> _Exercise brief_: An exact restatement of every record is required.
:: Given records ::
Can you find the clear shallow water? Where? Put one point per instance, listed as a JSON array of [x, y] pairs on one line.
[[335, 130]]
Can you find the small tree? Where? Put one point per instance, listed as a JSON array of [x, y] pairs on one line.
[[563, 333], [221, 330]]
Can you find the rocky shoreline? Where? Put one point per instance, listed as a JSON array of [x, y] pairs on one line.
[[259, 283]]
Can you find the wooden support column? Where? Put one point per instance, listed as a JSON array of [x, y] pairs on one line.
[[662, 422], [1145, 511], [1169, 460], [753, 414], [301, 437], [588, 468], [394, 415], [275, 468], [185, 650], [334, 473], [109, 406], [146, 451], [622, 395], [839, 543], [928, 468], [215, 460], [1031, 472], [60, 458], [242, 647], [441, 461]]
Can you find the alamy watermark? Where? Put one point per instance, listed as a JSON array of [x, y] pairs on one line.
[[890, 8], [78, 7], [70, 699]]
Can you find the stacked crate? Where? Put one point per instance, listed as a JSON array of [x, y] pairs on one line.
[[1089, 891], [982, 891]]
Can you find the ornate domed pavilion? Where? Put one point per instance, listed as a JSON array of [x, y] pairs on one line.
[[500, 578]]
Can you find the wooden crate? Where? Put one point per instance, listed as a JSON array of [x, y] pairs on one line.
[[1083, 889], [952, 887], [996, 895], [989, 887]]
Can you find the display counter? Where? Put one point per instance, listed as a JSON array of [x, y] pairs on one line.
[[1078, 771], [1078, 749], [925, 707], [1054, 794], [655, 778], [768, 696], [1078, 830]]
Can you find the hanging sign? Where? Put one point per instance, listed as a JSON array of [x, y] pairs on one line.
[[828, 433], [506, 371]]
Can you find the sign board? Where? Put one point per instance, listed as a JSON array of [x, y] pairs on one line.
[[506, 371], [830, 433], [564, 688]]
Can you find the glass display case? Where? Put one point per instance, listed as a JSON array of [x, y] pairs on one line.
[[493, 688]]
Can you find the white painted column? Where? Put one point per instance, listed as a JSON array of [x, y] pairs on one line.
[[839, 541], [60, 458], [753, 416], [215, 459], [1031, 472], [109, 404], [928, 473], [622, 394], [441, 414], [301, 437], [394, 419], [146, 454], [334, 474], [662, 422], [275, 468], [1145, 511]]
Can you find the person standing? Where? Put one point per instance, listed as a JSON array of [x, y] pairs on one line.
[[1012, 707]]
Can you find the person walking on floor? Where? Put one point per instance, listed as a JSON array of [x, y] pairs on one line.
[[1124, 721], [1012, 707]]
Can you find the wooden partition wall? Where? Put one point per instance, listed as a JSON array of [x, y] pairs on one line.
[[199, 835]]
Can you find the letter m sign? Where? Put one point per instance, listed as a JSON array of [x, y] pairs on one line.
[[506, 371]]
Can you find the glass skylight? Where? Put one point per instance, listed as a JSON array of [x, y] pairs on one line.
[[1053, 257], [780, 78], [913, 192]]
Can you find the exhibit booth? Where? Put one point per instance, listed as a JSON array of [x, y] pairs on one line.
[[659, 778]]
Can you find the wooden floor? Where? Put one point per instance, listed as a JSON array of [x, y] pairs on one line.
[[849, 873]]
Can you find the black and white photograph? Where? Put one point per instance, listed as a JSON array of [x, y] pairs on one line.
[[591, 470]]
:::
> _Answer to the problem_:
Can you find the clear shallow water? Where? Put one point per instance, listed as a JSON array of [x, y] pairs on one line.
[[335, 130]]
Can you find the small tree? Where? Put one point per instance, listed as a JSON array of [x, y] pairs on one line.
[[563, 333], [221, 330]]
Can you find the rocky shoreline? Where? Put one point per instance, listed as a JSON array of [x, y] pairs on one line.
[[259, 283]]
Can you find the wooden support column? Where? Put one point per instance, listed as a JSON array of [x, y] pairs on one line.
[[662, 422], [1145, 511], [1169, 460], [753, 414], [301, 437], [588, 468], [394, 415], [275, 468], [185, 650], [334, 473], [109, 406], [146, 451], [622, 395], [839, 543], [928, 468], [215, 460], [1031, 472], [60, 458], [242, 647], [441, 461]]
Can you find the alamy watermark? Where? Put one point per instance, listed as a JSON array of [x, y] pairs on one line.
[[890, 8], [78, 7], [70, 699]]
Can you find the stacked crate? Where? Put one point per instance, listed as a JSON array of [x, y] pairs on one line.
[[1089, 891], [982, 891]]
Can you find the ornate domed pavilion? Where? Put one point per instance, listed as a JSON array of [x, y] pairs on one line.
[[500, 578]]
Can you find the wooden crate? Where? Put one point per instance, listed as a JSON array of [x, y] pairs on one line.
[[1083, 889], [952, 887], [996, 895], [989, 887]]
Can you find the display counter? Where? Put one point per instance, listed as a JSON array of [x, y] pairs on one line.
[[1078, 771], [1078, 749], [925, 707], [1054, 794], [655, 778], [768, 696], [1078, 830]]
Can you find the hanging sign? Where? Put one point per instance, listed as a JSON array of [x, y] pairs on one line.
[[828, 433], [506, 371]]
Can you find the sign board? Where? Put one point per instance, listed as a JSON array of [x, y] pairs on one line.
[[506, 371], [830, 433], [564, 688]]
Can you find the glass display case? Where? Put one point per instance, listed as a JSON array of [x, y] pairs on one line.
[[493, 688]]
Can you find the white painted column? Where? Put one point per instance, listed as a JSON array of [x, y] pairs on one line.
[[839, 541], [60, 458], [753, 416], [215, 459], [1031, 472], [109, 404], [928, 473], [622, 394], [441, 414], [301, 437], [394, 419], [146, 454], [334, 474], [662, 422], [275, 468], [1145, 511]]
Can you find the person standing? Where? Put one point per instance, listed as a JSON array of [x, y] pairs on one line.
[[1012, 707]]
Can you find the person walking on floor? Where? Put one point per instance, listed as a JSON array of [x, y] pairs on one line.
[[1124, 721], [1012, 707]]
Can you find the wooden partition wall? Where? Put one point per instance, listed as a JSON array of [x, y] pairs on one line.
[[199, 835]]
Can you find the letter m sign? Where? Put one point per instance, listed as a JSON array of [x, y] pairs on one line.
[[506, 371]]
Can you find the glass skylight? Where? Put one point per instance, listed as a JSON array of [x, y] pairs on one line.
[[1053, 257], [780, 78], [913, 192]]
Can you find the exhibit booth? Where? Put one point per instance, listed as a JSON array of [x, y] pairs on one line.
[[659, 778]]
Can you find the wooden floor? Where? Put one point per instance, listed as a JSON array of [x, y] pairs on one line.
[[849, 873]]
Can you find the black and white photograph? Where? Put one point per instance, listed as a JSON array of [x, y] pairs on one line.
[[591, 470]]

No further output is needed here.